◆ Objective
Pick up the post about giving every customer device a public IP address and continue it past its final sentence.

◆ Source document
Re: [AFMUG] private ipv4 sale / leases

2015-07-01 Thread Justin Wilson - MTIN
In order for networks to grow they will need to have the ability to push public 
IPs to the customer.  I totally see a point where every device on a customer’s 
lan needs to have a public IP address.   We are already seeing the trend toward 
this.  Home security systems, IP enabled appliances, multiple Netflix boxes, 
and all these devices which communicate somewhere.   So far, ISPs have been 
able to deal with this because the developers recognize this is the way things 
are.  Anyone who has received the call “my Xbox says restricted nat” has 
experienced this. 

We all know you can do port forwarding in routers, etc.  But as the household 
becomes more and more dynamic people are going to want to deal with the hassle 
of this.  They just want stuff to work.  Being able to give everyone a public 
IP, and even being able to give every device a public will become something 
consumers will demand.  Not everyone, but the apps and systems will drive the 
need.  Right now there are no “killer apps” that take advantage of the 
advantages of v6.  This already happens on the cell phone networks.  Phones 
which can do V6 have access to more network features.  Granted, the software 
rarely take advantage but they are there.

◆ Stored data
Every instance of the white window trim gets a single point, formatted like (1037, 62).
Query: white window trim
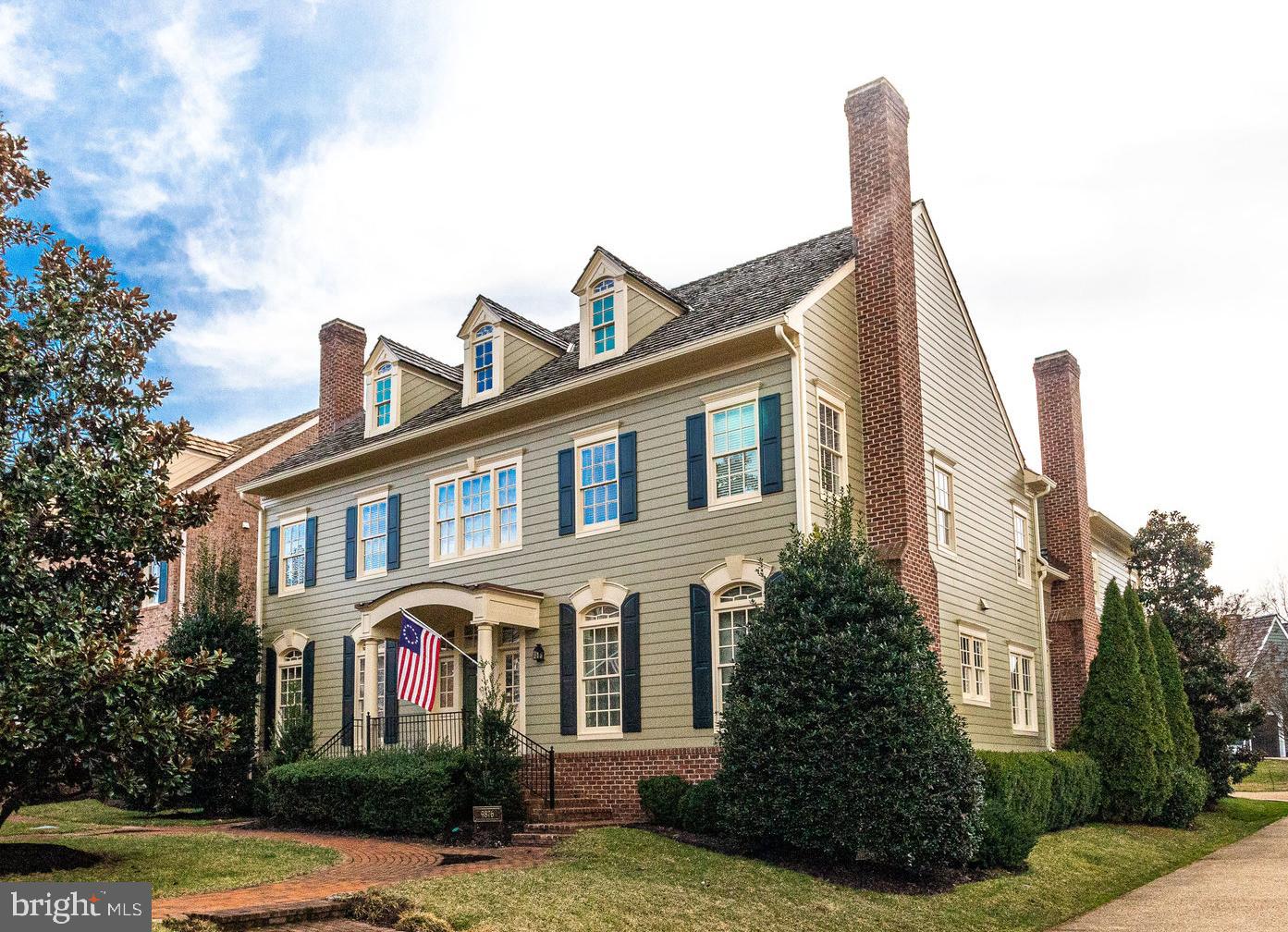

◆ Task output
Imagine the day when Microsoft says you can get this ultra cool new feature in 
the latest XboX if your provider supports IPv6.  The Comcast pipes up and says 
they support it.

Justin

---
Justin Wilson j...@mtin.net
http://www.mtin.net  Managed Services – xISP Solutions – Data Centers
http://www.thebrotherswisp.com Podcast about xISP topics
http://www.midwest-ix.com Peering – Transit – Internet Exchange 

 On Jul 1, 2015, at 11:48 AM, Glen Waldrop gwl...@cngwireless.net wrote:
 
 For one I've got 5 PC's on this network that I use regularly, never had an 
 issue. Secondly, whenever *anything* hinky is going on (here, there, QoS 
 tweaking, etc) I torch the Ethernet connection to see what is going on and 
 where it is being dropped.
 
 I forgot to mention earlier, we have had an issue with my Linux email server, 
 security flaw, patched and now secured by the Mikrotik rather than it's own 
 firewall.
 
 I see in my logs where people are attacking my network constantly. I'd much 
 rather have 10-15 points to defend than hundreds.
 
 
 
 - Original Message - From: Paul Stewart p...@paulstewart.org
 To: af@afmug.com
 Sent: Wednesday, July 01, 2015 10:26 AM
 Subject: Re: [AFMUG] private ipv4 sale / leases
 
 
 
 One other comment around haven't had a security issue yet.  I used to get 
 the same argument from a former co-worker and my question was always how do 
 you know you haven't had a security issue?.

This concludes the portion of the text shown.